Records:
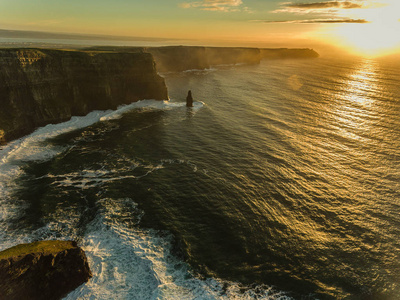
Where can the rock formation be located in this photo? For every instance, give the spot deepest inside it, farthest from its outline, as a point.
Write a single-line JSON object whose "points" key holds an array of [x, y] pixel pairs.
{"points": [[189, 99], [181, 58], [42, 86], [42, 270], [282, 53]]}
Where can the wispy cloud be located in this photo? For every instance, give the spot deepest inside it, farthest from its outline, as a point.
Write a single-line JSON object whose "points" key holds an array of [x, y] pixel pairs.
{"points": [[329, 4], [214, 5], [319, 7], [320, 21]]}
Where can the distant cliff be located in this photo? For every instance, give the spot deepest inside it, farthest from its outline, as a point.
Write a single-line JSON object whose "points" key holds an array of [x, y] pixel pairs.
{"points": [[181, 58], [281, 53], [42, 86]]}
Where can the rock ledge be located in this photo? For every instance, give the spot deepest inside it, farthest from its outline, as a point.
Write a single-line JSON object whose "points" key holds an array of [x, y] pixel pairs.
{"points": [[42, 270]]}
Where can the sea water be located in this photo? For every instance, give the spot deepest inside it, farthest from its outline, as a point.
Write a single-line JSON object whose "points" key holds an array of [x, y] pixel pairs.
{"points": [[282, 182]]}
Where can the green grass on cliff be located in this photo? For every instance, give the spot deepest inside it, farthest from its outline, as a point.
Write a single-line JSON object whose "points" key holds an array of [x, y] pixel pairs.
{"points": [[45, 247]]}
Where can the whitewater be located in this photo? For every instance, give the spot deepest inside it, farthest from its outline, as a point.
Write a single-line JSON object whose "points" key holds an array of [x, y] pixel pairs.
{"points": [[282, 182]]}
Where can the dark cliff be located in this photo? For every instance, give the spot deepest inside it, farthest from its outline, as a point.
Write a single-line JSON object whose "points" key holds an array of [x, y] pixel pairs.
{"points": [[42, 270], [42, 86], [181, 58], [282, 53]]}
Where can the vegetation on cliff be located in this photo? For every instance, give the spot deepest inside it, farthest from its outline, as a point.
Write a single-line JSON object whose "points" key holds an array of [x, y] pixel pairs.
{"points": [[42, 270], [42, 86]]}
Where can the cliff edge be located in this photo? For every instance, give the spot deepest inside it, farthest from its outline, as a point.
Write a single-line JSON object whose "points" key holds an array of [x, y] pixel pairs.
{"points": [[42, 86], [42, 270]]}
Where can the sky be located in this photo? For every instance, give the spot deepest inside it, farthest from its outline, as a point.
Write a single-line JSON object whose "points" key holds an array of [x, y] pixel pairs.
{"points": [[362, 26]]}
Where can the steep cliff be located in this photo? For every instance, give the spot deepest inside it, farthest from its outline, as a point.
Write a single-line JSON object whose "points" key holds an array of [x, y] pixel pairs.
{"points": [[181, 58], [42, 270], [281, 53], [42, 86]]}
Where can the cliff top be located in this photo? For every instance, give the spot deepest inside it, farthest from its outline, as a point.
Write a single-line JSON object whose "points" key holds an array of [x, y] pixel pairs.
{"points": [[45, 247]]}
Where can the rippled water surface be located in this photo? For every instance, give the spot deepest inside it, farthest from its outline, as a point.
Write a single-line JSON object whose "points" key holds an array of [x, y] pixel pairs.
{"points": [[282, 181]]}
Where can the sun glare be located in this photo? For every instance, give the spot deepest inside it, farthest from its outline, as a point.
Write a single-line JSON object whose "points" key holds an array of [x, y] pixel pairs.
{"points": [[380, 36]]}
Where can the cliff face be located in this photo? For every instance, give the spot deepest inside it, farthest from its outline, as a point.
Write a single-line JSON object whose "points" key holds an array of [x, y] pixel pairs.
{"points": [[42, 270], [281, 53], [42, 86], [181, 58]]}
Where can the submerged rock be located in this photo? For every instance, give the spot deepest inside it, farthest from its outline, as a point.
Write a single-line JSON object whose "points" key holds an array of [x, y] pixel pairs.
{"points": [[42, 270]]}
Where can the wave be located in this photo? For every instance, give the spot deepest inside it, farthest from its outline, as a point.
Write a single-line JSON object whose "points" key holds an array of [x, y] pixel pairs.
{"points": [[127, 262]]}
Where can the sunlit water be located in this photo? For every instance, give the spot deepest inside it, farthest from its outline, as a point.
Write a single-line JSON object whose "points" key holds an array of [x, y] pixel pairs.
{"points": [[282, 182]]}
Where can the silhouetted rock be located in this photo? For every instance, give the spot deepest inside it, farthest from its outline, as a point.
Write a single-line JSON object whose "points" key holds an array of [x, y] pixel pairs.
{"points": [[285, 53], [42, 86], [181, 58], [42, 270], [189, 99]]}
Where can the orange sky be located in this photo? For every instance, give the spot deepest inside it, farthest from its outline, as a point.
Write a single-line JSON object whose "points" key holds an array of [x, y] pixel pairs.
{"points": [[368, 27]]}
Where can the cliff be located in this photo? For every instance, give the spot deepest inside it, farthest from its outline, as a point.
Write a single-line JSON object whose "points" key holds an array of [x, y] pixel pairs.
{"points": [[42, 86], [282, 53], [181, 58], [42, 270]]}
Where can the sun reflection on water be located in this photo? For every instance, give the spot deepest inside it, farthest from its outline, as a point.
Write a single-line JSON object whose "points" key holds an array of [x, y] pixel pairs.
{"points": [[355, 106]]}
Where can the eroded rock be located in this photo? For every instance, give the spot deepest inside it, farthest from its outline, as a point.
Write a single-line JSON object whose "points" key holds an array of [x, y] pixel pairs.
{"points": [[42, 270]]}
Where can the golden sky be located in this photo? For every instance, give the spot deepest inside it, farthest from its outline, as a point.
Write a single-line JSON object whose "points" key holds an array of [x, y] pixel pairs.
{"points": [[368, 27]]}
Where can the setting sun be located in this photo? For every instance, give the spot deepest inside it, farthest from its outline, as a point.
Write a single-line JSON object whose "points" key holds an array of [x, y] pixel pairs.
{"points": [[379, 37]]}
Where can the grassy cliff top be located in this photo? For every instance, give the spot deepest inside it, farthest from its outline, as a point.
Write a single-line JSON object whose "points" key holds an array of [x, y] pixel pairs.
{"points": [[45, 247]]}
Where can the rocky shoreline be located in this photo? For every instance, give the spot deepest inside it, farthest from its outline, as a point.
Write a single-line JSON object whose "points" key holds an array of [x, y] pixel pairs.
{"points": [[45, 86], [42, 270]]}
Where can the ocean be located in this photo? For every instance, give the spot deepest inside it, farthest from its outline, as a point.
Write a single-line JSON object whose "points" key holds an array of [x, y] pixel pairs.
{"points": [[282, 182]]}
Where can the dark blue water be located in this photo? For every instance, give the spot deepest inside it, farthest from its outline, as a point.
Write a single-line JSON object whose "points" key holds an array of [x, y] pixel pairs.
{"points": [[282, 181]]}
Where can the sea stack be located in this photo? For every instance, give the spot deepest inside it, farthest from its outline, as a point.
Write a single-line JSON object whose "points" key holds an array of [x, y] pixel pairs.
{"points": [[189, 99], [42, 270]]}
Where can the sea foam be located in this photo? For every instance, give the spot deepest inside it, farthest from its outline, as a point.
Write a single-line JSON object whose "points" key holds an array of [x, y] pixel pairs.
{"points": [[127, 262]]}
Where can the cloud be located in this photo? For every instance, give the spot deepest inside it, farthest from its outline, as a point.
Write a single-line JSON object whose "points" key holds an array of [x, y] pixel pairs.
{"points": [[321, 21], [214, 5], [324, 5], [319, 7]]}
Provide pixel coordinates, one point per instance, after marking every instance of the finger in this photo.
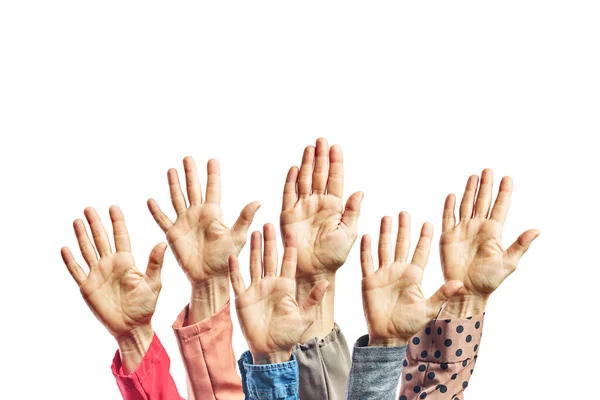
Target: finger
(290, 256)
(305, 175)
(447, 290)
(213, 183)
(75, 270)
(314, 300)
(403, 238)
(237, 282)
(500, 210)
(241, 226)
(121, 235)
(423, 246)
(321, 171)
(484, 195)
(466, 205)
(192, 181)
(270, 250)
(290, 194)
(176, 194)
(385, 234)
(366, 259)
(98, 232)
(352, 211)
(161, 219)
(88, 251)
(449, 218)
(335, 182)
(155, 262)
(520, 247)
(255, 257)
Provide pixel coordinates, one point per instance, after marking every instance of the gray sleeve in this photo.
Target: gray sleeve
(375, 371)
(324, 365)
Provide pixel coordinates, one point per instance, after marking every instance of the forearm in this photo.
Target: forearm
(133, 347)
(324, 320)
(207, 353)
(208, 297)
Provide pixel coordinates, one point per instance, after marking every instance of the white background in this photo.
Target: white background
(99, 99)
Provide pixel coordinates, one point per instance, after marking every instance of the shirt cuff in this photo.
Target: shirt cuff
(185, 332)
(447, 340)
(269, 381)
(363, 353)
(154, 355)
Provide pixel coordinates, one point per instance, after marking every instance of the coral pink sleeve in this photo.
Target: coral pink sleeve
(441, 358)
(207, 353)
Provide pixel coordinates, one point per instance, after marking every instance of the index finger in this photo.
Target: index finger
(121, 235)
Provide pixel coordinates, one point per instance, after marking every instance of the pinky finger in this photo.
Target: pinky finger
(74, 269)
(366, 258)
(237, 282)
(449, 218)
(520, 247)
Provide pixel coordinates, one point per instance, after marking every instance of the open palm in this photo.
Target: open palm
(270, 317)
(120, 296)
(199, 239)
(313, 209)
(471, 251)
(394, 305)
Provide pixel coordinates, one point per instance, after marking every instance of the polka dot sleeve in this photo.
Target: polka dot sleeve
(441, 358)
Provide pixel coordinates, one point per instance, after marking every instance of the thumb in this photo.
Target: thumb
(352, 210)
(239, 230)
(520, 246)
(438, 299)
(308, 310)
(157, 256)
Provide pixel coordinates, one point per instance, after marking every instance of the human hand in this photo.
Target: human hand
(120, 296)
(200, 240)
(270, 317)
(471, 251)
(313, 210)
(394, 305)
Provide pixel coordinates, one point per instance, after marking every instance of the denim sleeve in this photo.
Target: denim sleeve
(270, 381)
(375, 371)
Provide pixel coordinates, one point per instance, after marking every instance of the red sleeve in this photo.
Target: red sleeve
(151, 379)
(441, 358)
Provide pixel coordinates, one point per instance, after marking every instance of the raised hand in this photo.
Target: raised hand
(394, 305)
(199, 239)
(119, 295)
(471, 251)
(313, 209)
(270, 317)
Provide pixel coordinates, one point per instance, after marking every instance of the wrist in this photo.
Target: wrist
(276, 357)
(386, 342)
(463, 306)
(133, 346)
(324, 318)
(208, 297)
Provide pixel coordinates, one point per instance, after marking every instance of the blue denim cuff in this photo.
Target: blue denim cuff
(269, 381)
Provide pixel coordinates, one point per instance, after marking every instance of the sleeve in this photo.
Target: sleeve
(370, 365)
(151, 379)
(270, 381)
(207, 353)
(324, 365)
(441, 358)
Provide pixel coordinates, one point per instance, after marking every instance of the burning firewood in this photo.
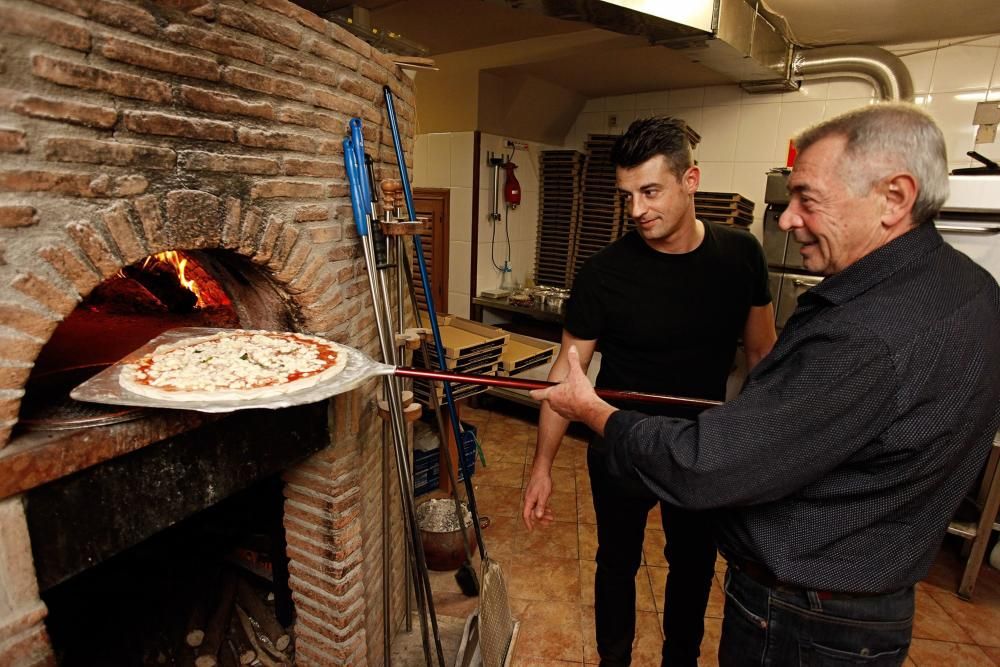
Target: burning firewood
(208, 652)
(266, 655)
(262, 616)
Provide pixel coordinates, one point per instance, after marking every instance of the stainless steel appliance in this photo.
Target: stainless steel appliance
(969, 221)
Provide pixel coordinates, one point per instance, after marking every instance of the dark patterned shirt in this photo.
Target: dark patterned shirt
(848, 450)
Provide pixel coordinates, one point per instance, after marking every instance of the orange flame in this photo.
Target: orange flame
(179, 263)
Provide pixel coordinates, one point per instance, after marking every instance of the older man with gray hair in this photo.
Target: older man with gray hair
(838, 467)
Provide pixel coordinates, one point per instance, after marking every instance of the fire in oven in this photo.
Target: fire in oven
(171, 289)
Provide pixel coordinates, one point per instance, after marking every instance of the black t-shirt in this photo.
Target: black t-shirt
(669, 323)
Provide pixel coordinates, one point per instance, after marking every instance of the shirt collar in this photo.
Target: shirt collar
(876, 266)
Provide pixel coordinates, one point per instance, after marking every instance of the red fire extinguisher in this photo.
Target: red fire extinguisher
(511, 188)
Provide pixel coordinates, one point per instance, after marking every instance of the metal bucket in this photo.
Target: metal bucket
(441, 534)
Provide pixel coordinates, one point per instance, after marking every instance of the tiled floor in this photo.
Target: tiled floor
(550, 571)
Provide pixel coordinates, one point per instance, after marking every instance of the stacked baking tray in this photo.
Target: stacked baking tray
(728, 208)
(469, 347)
(427, 455)
(602, 215)
(558, 214)
(525, 352)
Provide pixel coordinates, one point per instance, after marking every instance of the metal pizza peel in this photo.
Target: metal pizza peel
(105, 388)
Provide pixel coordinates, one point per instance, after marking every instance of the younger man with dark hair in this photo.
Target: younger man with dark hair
(667, 303)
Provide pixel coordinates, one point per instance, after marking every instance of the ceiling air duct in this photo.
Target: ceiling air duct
(884, 70)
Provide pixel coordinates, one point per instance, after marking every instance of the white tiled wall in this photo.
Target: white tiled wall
(744, 135)
(444, 160)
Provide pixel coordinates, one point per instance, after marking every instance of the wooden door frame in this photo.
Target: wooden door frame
(440, 240)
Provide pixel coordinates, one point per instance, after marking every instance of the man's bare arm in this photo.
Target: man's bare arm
(551, 429)
(758, 334)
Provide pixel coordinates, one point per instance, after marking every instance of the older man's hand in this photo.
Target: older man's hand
(575, 399)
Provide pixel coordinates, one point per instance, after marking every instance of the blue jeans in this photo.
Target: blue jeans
(783, 626)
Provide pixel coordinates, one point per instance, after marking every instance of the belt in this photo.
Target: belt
(763, 576)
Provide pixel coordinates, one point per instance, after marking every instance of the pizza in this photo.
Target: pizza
(234, 364)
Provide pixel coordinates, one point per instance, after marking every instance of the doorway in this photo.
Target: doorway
(433, 204)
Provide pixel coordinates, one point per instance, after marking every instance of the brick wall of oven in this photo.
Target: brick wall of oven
(127, 128)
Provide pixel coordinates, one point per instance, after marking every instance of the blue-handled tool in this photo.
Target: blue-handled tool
(354, 181)
(496, 622)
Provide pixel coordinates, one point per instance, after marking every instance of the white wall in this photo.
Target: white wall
(744, 135)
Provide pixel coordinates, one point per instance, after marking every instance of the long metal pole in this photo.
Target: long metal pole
(352, 150)
(518, 383)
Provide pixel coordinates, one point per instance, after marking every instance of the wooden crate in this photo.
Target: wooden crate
(461, 338)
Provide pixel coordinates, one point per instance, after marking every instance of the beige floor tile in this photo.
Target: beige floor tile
(590, 656)
(568, 454)
(543, 578)
(498, 501)
(647, 649)
(501, 536)
(557, 539)
(947, 630)
(550, 631)
(930, 653)
(658, 581)
(587, 533)
(716, 599)
(588, 569)
(993, 652)
(563, 479)
(585, 507)
(980, 619)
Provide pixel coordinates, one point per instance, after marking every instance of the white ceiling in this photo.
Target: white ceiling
(619, 65)
(884, 22)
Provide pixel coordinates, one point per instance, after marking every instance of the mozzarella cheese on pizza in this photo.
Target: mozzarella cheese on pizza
(232, 365)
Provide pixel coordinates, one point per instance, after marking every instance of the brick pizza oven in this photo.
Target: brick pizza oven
(212, 127)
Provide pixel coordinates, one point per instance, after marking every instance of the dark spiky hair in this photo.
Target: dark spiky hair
(649, 137)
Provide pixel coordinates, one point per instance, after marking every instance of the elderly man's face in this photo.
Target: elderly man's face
(835, 227)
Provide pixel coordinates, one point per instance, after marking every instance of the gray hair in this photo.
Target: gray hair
(885, 138)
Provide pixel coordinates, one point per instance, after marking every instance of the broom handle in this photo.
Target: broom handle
(517, 383)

Your goal:
From the records, work out how many lines include "cloud" and respond with the number only.

Answer to this problem:
2